▶ What this task involves
The whole listing, repeated exactly, is what this task asks for.

▶ Provided data
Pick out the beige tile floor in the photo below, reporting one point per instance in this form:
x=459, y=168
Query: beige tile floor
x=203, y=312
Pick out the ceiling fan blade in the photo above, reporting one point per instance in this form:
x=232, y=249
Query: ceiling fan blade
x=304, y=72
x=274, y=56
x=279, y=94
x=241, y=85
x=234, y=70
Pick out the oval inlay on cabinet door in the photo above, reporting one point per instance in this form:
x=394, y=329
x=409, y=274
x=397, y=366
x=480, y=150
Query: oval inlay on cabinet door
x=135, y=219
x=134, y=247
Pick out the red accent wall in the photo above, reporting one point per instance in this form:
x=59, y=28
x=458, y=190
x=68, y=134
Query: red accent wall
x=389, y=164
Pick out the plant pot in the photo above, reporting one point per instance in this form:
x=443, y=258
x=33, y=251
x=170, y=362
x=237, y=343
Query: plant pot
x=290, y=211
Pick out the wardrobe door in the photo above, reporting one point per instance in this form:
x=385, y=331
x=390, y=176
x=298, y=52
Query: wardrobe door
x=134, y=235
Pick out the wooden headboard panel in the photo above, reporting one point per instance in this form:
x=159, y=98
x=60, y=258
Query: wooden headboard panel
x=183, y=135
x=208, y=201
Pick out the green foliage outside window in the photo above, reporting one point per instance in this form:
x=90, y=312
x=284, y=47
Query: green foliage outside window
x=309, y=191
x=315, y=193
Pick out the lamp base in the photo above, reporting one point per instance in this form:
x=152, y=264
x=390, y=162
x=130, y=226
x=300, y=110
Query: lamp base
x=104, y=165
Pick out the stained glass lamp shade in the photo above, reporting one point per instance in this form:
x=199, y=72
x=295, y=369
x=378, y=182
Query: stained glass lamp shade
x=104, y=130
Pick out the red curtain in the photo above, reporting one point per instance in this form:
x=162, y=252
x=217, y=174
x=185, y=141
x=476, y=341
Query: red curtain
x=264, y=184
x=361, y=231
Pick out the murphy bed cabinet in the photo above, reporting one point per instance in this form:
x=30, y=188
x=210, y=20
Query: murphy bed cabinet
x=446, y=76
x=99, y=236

▶ Finished exercise
Pick out the beige tile floor in the photo below, reporting one point per instance in this form:
x=459, y=168
Query: beige tile floor
x=203, y=312
Pick out the ceiling fan blade in the photo above, reporting one point per instance in this form:
x=232, y=249
Query: ceiling fan blade
x=304, y=72
x=274, y=56
x=279, y=94
x=241, y=85
x=234, y=70
Pick out the oval inlay on cabinet door in the photo above, reporting one point per instance in this form:
x=394, y=329
x=409, y=274
x=397, y=366
x=480, y=150
Query: oval inlay on cabinet door
x=135, y=219
x=134, y=247
Pick out the red accent wall in the photo above, reporting one point per instance in this form:
x=59, y=28
x=458, y=190
x=68, y=134
Query: red accent wall
x=389, y=164
Pick out the plant pot in the photo above, reporting one point per instance in this form:
x=443, y=258
x=33, y=251
x=170, y=362
x=237, y=343
Query: plant pot
x=290, y=211
Pick out the wardrobe door in the photo above, reporting one point per instance in this form:
x=385, y=331
x=390, y=176
x=298, y=52
Query: wardrobe door
x=134, y=235
Pick out the wooden headboard panel in the photo above, reporting one point per instance in this form:
x=159, y=98
x=60, y=258
Query: wooden headboard panel
x=183, y=135
x=208, y=201
Pick out the green foliage outside window in the photo above, reporting one point per instance in this form:
x=90, y=312
x=284, y=47
Query: green foliage outside window
x=309, y=191
x=315, y=193
Pick out the lamp base in the photo above, reporting one point per instance in this form:
x=152, y=264
x=390, y=162
x=130, y=226
x=300, y=110
Query: lamp base
x=104, y=165
Pick out the stained glass lamp shade in the photo above, reporting one point per instance in this form:
x=199, y=72
x=295, y=369
x=378, y=182
Query: stained glass lamp shade
x=104, y=130
Pick out the red curtain in the photo above, reporting one point per instance in this form:
x=162, y=252
x=217, y=174
x=185, y=141
x=476, y=341
Query: red curtain
x=264, y=184
x=361, y=231
Pick out the murphy bed cabinet in the photo above, reporting one point per instance in this form:
x=30, y=188
x=210, y=20
Query: murphy bed cabinet
x=446, y=76
x=99, y=236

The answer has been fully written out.